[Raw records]
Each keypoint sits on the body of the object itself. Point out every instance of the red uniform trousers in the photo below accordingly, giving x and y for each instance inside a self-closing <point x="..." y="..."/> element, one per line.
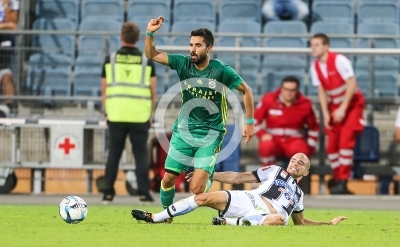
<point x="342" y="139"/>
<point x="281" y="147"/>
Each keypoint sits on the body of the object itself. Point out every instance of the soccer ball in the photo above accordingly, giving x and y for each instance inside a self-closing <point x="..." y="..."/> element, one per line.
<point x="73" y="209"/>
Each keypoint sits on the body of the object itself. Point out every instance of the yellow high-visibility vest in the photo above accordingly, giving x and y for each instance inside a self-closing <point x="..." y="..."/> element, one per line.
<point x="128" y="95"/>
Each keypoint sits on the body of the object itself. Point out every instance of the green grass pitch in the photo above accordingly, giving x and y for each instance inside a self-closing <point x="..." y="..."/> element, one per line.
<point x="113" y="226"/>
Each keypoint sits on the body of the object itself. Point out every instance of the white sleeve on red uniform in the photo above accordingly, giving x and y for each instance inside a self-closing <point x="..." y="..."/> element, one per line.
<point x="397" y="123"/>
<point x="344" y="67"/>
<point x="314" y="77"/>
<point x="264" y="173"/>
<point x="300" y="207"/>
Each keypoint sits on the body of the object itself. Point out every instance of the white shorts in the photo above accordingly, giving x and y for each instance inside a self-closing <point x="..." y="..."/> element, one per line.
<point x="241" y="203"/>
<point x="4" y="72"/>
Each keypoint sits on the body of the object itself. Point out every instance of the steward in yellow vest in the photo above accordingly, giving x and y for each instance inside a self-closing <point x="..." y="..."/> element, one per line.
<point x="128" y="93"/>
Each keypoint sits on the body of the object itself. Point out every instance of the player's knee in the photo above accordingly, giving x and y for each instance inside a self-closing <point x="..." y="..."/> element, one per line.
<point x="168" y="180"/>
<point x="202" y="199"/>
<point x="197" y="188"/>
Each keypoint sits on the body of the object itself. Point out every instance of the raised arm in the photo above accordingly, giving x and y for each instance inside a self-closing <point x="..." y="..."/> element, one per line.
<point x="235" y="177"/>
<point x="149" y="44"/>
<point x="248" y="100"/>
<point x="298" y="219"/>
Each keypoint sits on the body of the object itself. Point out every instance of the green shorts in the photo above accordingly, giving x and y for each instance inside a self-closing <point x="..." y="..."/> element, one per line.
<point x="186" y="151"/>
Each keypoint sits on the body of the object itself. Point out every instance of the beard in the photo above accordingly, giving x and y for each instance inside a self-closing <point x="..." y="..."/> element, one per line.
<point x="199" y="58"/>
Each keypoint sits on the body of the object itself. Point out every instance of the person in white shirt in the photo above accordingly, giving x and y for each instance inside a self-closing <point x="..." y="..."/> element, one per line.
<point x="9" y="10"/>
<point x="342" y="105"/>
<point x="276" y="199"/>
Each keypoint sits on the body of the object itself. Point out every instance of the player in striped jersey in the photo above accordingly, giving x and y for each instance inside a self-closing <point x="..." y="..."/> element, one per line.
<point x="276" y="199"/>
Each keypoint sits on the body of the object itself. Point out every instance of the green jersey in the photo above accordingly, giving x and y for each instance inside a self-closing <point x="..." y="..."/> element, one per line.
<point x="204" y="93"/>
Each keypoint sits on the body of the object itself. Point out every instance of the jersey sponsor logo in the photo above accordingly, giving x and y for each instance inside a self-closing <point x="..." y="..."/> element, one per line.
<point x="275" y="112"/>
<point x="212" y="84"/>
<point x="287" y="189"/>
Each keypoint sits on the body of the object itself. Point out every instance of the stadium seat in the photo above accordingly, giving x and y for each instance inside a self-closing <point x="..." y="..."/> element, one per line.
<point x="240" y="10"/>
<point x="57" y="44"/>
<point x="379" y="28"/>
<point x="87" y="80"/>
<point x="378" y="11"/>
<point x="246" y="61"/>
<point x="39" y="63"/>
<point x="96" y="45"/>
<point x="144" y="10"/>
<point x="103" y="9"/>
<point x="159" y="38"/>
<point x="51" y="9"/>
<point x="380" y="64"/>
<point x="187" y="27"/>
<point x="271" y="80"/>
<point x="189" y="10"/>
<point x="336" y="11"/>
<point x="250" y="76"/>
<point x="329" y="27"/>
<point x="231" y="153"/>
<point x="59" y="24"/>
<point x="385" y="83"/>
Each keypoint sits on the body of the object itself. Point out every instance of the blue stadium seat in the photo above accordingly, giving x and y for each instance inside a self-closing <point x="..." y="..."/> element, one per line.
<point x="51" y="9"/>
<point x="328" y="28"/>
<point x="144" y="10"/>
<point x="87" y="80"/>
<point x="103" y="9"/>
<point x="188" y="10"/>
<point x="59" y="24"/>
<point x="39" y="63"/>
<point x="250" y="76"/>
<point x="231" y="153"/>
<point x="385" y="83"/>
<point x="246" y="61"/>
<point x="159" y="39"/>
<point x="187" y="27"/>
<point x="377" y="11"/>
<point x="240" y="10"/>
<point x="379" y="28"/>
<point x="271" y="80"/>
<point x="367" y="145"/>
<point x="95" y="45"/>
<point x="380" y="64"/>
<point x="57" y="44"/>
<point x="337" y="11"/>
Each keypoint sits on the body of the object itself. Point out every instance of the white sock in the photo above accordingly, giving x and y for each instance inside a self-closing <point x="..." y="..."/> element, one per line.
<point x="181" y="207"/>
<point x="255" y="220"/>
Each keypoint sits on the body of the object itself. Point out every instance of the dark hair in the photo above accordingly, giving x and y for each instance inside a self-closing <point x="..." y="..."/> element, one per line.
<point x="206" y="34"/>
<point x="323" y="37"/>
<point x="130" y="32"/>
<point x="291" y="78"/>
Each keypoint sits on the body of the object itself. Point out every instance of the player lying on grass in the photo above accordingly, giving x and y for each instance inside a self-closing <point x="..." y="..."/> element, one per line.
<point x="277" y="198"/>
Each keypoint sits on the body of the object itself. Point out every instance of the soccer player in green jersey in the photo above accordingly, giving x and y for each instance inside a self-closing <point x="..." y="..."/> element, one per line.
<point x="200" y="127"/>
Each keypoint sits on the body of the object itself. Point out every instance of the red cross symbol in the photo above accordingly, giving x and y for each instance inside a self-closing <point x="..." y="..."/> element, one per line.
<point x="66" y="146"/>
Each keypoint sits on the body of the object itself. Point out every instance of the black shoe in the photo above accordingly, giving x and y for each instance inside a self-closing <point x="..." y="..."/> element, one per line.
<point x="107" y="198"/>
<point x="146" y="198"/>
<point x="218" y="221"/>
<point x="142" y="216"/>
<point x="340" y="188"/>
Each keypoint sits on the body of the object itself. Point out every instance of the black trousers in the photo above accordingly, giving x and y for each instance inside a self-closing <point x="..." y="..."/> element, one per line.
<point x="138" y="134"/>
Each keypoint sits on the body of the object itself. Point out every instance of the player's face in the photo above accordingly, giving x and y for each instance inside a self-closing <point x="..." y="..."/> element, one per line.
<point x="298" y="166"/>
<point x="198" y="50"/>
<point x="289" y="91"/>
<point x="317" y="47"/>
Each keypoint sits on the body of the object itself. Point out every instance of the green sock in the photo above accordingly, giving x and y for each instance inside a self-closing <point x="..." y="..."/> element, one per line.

• [Exercise directions]
Return every line from the one holding "the player's face" through the end of the data, exactly as it appears, with both ends kept and nothing else.

• [Answer below]
Each keypoint sits on the body of the object itself. Point out every instance of the player's face in the photo above accordingly, giving x and y for each instance inside a self-closing <point x="..." y="..."/> element, one per line.
<point x="298" y="166"/>
<point x="198" y="50"/>
<point x="289" y="91"/>
<point x="317" y="47"/>
Each keypoint sits on the body of the object itself. Point out every instance of the green sock in the photo above accordingly, giving x and y for each instance inside a self-closing <point x="..." y="..."/> element, one per line.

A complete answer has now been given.